- Opening Delimiter -
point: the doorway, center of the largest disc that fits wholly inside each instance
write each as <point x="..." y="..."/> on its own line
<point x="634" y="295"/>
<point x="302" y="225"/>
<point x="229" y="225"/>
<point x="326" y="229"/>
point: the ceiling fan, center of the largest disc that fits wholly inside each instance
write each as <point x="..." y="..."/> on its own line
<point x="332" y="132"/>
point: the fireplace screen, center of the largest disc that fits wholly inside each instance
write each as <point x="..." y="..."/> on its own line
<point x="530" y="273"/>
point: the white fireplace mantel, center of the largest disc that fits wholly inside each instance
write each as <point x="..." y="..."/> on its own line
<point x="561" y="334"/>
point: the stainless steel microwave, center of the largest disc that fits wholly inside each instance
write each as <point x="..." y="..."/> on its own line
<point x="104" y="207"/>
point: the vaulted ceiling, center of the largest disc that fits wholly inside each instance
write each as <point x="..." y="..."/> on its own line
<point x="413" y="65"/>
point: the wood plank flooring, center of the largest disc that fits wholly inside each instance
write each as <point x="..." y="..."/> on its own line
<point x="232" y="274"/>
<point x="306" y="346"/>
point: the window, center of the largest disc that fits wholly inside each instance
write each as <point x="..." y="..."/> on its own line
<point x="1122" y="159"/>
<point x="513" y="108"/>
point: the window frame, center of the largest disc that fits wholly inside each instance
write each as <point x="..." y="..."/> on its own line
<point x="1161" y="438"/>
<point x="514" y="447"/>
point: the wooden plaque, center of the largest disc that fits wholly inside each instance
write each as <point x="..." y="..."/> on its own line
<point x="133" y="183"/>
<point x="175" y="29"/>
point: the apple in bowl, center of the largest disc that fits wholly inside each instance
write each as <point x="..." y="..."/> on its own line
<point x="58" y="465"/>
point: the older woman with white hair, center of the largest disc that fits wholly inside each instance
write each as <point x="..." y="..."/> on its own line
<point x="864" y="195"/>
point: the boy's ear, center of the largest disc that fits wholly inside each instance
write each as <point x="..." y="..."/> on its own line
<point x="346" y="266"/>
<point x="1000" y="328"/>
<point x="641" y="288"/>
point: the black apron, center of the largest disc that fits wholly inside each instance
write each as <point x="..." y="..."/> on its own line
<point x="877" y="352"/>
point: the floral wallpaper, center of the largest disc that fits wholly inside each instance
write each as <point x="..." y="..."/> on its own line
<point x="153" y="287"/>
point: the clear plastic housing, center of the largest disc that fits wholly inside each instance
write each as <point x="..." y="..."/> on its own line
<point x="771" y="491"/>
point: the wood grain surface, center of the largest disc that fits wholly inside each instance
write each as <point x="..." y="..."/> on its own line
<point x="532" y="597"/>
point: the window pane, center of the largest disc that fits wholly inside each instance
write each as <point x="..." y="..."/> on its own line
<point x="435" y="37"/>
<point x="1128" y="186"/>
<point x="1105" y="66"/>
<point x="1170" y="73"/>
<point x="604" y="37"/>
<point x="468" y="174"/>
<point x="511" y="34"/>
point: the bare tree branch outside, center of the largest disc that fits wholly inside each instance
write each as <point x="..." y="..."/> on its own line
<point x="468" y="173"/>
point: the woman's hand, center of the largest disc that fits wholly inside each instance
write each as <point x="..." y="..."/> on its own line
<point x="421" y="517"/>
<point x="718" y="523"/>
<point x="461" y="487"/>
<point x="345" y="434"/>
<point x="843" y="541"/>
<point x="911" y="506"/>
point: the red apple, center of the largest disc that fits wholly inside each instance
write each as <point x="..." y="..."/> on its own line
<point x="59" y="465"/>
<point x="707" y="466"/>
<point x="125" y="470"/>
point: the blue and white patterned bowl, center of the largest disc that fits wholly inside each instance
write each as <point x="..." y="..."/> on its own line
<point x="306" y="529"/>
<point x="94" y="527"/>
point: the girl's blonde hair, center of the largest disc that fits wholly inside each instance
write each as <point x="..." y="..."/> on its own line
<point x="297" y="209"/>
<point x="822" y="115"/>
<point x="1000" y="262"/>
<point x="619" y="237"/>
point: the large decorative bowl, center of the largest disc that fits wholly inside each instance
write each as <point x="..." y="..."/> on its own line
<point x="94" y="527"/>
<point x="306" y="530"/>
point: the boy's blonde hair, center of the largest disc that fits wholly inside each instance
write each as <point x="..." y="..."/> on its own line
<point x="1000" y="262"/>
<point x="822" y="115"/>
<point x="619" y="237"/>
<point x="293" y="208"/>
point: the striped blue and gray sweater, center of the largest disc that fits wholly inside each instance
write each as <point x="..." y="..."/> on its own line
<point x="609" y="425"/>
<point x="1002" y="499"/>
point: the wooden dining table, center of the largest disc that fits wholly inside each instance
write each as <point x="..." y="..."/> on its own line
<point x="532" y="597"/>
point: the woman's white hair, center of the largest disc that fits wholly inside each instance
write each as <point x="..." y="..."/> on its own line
- Closing Delimiter -
A complete, exact copy of the records is what is needed.

▶ EXERCISE RESPONSE:
point: the doorway, center of the largest disc that fits wholly inside each instance
write each as <point x="..." y="..."/> on its own line
<point x="634" y="295"/>
<point x="302" y="225"/>
<point x="229" y="225"/>
<point x="326" y="229"/>
point: the ceiling fan, center of the largest disc that fits wholly inside each instance
write each as <point x="..." y="..."/> on its own line
<point x="332" y="132"/>
point: the fireplace screen, center of the largest disc that fits wholly inside each instance
write each as <point x="..." y="..."/> on its own line
<point x="530" y="273"/>
point: the white fireplace mantel, center of the largest disc that fits wholly inside each instance
write each as <point x="..." y="..."/> on its own line
<point x="561" y="334"/>
point: the stainless steel microwave, center of the largest disc that fits wholly inside each instance
write each as <point x="..." y="..."/> on its own line
<point x="104" y="207"/>
point: the vaulted ceiling, center of the largest disc that fits wholly inside each instance
write each as <point x="..." y="..."/> on its own line
<point x="413" y="65"/>
point: the wood plank flooring, center of the largest disc that fits wholly inside each instance
write each as <point x="..." y="..."/> on its own line
<point x="232" y="274"/>
<point x="306" y="346"/>
point: the window, center of the largest disc that fits wholly inside each instance
write each as <point x="..." y="..."/> on its own line
<point x="1122" y="159"/>
<point x="513" y="108"/>
point: the window frame, center of the largest disc that fits wholly inside each instance
write each as <point x="..." y="..."/> on its own line
<point x="1161" y="438"/>
<point x="514" y="447"/>
point: the wooden plaque, center of the largest disc that fits wholly inside each instance
write each as <point x="..." y="..."/> on its own line
<point x="133" y="183"/>
<point x="175" y="29"/>
point: the apple in bowl, center of the largest disc that fits wholly inside each instance
write each as <point x="..." y="..."/> on its own line
<point x="58" y="465"/>
point: the older woman with white hair, center of the largest disc that fits wholly inside each instance
write each as <point x="..." y="..."/> on its own line
<point x="864" y="195"/>
point: the boy's ear, center of the largest disc that fits wholly inside each instance
write each as <point x="..." y="..."/> on its own line
<point x="346" y="266"/>
<point x="1000" y="328"/>
<point x="641" y="288"/>
point: the black apron, center of the largest disc that fits wholly inside each instance
write each as <point x="..." y="..."/> on its own line
<point x="877" y="352"/>
point: the floral wallpaper, center of the largest disc that fits wholly inside each instance
write each as <point x="..." y="..."/> on its own line
<point x="153" y="287"/>
point: the clear plastic housing, center of the largest disc that fits wholly inside each instance
write each as <point x="..." y="..."/> on its own line
<point x="771" y="491"/>
point: the wood grain surface, center of the largest disc that fits wholly inside each instance
write each as <point x="..." y="..."/> on its own line
<point x="532" y="597"/>
point: the window pane, center of the largest disc that fits wholly inside each instance
write each as <point x="..." y="..."/> on its own line
<point x="435" y="37"/>
<point x="1128" y="186"/>
<point x="1105" y="66"/>
<point x="1170" y="73"/>
<point x="604" y="37"/>
<point x="468" y="174"/>
<point x="511" y="34"/>
point: the bare tree branch outside, center of the largest disc that fits wholly inside each instance
write each as <point x="..." y="..."/> on its own line
<point x="468" y="173"/>
point: the woman's hand, center of the largest disc that fits wholly inside each instance
write each as <point x="..." y="..."/> on its own line
<point x="421" y="517"/>
<point x="718" y="523"/>
<point x="461" y="487"/>
<point x="345" y="434"/>
<point x="843" y="541"/>
<point x="911" y="506"/>
point: the red apple, center of the largest disc that fits wholly inside each instance
write each as <point x="..." y="..."/> on its own line
<point x="59" y="465"/>
<point x="707" y="466"/>
<point x="125" y="470"/>
point: the blue and white patterned bowl, center of the largest disc that fits wholly inside each instance
write each as <point x="..." y="..."/> on its own line
<point x="306" y="529"/>
<point x="94" y="527"/>
point: the girl's blonde hair, center of the largest disc that fits wholly inside each instance
write each as <point x="..." y="..."/> on its own line
<point x="297" y="209"/>
<point x="822" y="115"/>
<point x="1000" y="262"/>
<point x="619" y="237"/>
point: the large decorative bowl, center of the largest disc that fits wholly inside each instance
write each as <point x="..." y="..."/> on its own line
<point x="94" y="527"/>
<point x="306" y="530"/>
point: the boy's blonde hair, center of the largest disc that fits wholly inside each instance
write each as <point x="..." y="..."/> on its own line
<point x="1000" y="262"/>
<point x="822" y="115"/>
<point x="619" y="237"/>
<point x="293" y="208"/>
point: the striped blue and gray sweater, center of the largest disc that fits wholly inside each instance
write each as <point x="..." y="..."/> on its own line
<point x="609" y="425"/>
<point x="1002" y="499"/>
point: the wooden dining table, center of the largest disc that fits wholly inside each instance
write each as <point x="..." y="..."/> on its own line
<point x="532" y="597"/>
point: the woman's white hair, center of the largest disc that fits wholly inside each instance
write each as <point x="..." y="..."/> on its own line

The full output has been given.